== EXTRAIT DU DOCUMENT ==
╔══

REQUÊTE DEVANT LE TRIBUNAL
ADMINISTRATIF DE VERSAILLES
POUR
:
Madame Martine DUPONT, domiciliée 3 rue de la
Ravine à 91470 Angervillierss
Monsieur Franck DESSEROUER, domicilié 5 impasse
Montgarny à 91470 Angervilliers,
Monsieur
Gilles NOUGARET, domicilié 5 rue de la voie blanche à 91470 Angervilliers,
CONTRE:
L'Etat,
pris en la personne de l'Inspecteur de l'académie de Versailles
OBJET : annulation de la décision du 2 septembre 2014 de
supprimer un poste d’enseignant à l’école maternelle « Le Château » à
Angervilliers ayant pour conséquence la fermeture d’une classe dans une commune
rurale.
LES FAITS
Durant
l'année scolaire 2013/2014, l'école maternelle « le château » à
Angervilliers comportait trois classes:
- une classe petite section (PS);
- une classe moyenne section (MS),
- une classe grande section (GS).
Les
effectifs étaient raisonnables (entre 22 et 26 enfants par classe), d'où des
conditions d'enseignement très satisfaisantes.
En
début d'année 2014, l'Académie de VERSAILLES a établi des règles
départementales de carte scolaire pour l'année 2014/2015 applicables à
l'ensemble des écoles du département de l'Essonne (pièce 1).
Ces
règles prévoyaient trois types de seuil :
- un seuil de fermeture, qui
entraînait une fermeture définitive de classe ;
- un seuil de blocage, qui
entraînait une fermeture différée de classe, en ce sens que le
maintien du nombre de classe initial était possible en cas d'augmentation des
effectifs à la rentrée de septembre 2014;
- un seuil d'ouverture de classe (sans objet
dans le présent litige) (pièce 1).
Se
fondant sur le seuil de fermeture applicable aux écoles maternelles
de trois classes en général, soit 60 élèves, et non pas sur le
seuil de fermeture applicable aux écoles maternelles de trois
classes situées en zone rurale, soit 52 élèves, l'Inspecteur
d'Académie a proposé au Comité technique spécial départemental du 20 juin 2014
et au Conseil départemental de l'Education nationale du 24 juin 2014 la
suppression d'un des trois postes d'enseignant à l'école maternelle
d'Angervilliers, ce qui équivalait à la suppression d'une des trois classes.
C'est
ainsi que, le 8 juillet 2014, le Directeur académique des services de
l'Education nationale (DASEN) a décidé la suppression d'un poste d'enseignant à
l'école maternelle d'Angervilliers, équivalent à la fermeture d'une classe (pièce
2).

╚══

== DONNÉES AFFICHÉES ==
╔══

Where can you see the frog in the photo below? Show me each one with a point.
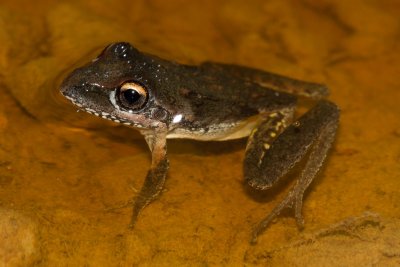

╚══

== TRAVAIL DEMANDÉ ==
1. Indiquez si chacune des affirmations suivantes est conforme à la requête contre la fermeture d'une classe. Pour chacune, répondez par oui ou par non et citez les mots décisifs de la requête.
(a) Durant l'année scolaire 2013/2014, l'école maternelle d'Angervilliers comptait trois classes.
(b) L'Inspecteur d'Académie s'est appuyé sur le seuil de fermeture prévu pour les écoles maternelles situées en zone rurale.
(c) Les effectifs se situaient entre 22 et 26 enfants par classe.
2. Reprenez la requête contre la fermeture d'une classe à l'école maternelle d'Angervilliers à la suite de sa dernière phrase.

== ÉLÉMENTS DE RÉPONSE ==
1.
(a) Oui : « l'école maternelle « le château » à Angervilliers comportait trois classes ».
(b) Non : « et non pas sur le seuil de fermeture applicable aux écoles maternelles de trois classes situées en zone rurale, soit 52 élèves ».
(c) Oui : « entre 22 et 26 enfants par classe ».

2.
Il
s'agissait donc d'une fermeture en principe définitive.
Toutefois,
durant l'été 2014, il apparaissait que le nombre d'enfants à scolariser à
l'école maternelle pour l'année 2014/2015 s'élevait à 62, soit le seuil de
blocage correspondant à une fermeture différée.
C'est
dans ces conditions que le DASEN acceptait de procéder à un comptage des
enfants le jour de la rentrée, soit le 2 septembre 2014, et qu'une commission
était programmée ce 2 septembre afin de statuer définitivement sur le maintien
ou non du poste d’enseignant.
Le
jour de la rentrée, le comptage effectué l'après-midi par l'Inspecteur de
circonspection indiquait des effectifs à l’école maternelle de 61 enfants.
La présence de l’inspecteur académique le jour de la
rentrée du 2 septembre 2014 a donc naturellement requalifié le choix de
fermeture définitif du 8 décembre 2014 en fermeture différée.
C'est
dans ces conditions que, le 2 septembre 2014, l’Inspecteur d'Académie a
décidé de supprimer définitivement l'un des trois postes d'enseignant,
ce qui équivalait à fermer l'une des trois classes de maternelles.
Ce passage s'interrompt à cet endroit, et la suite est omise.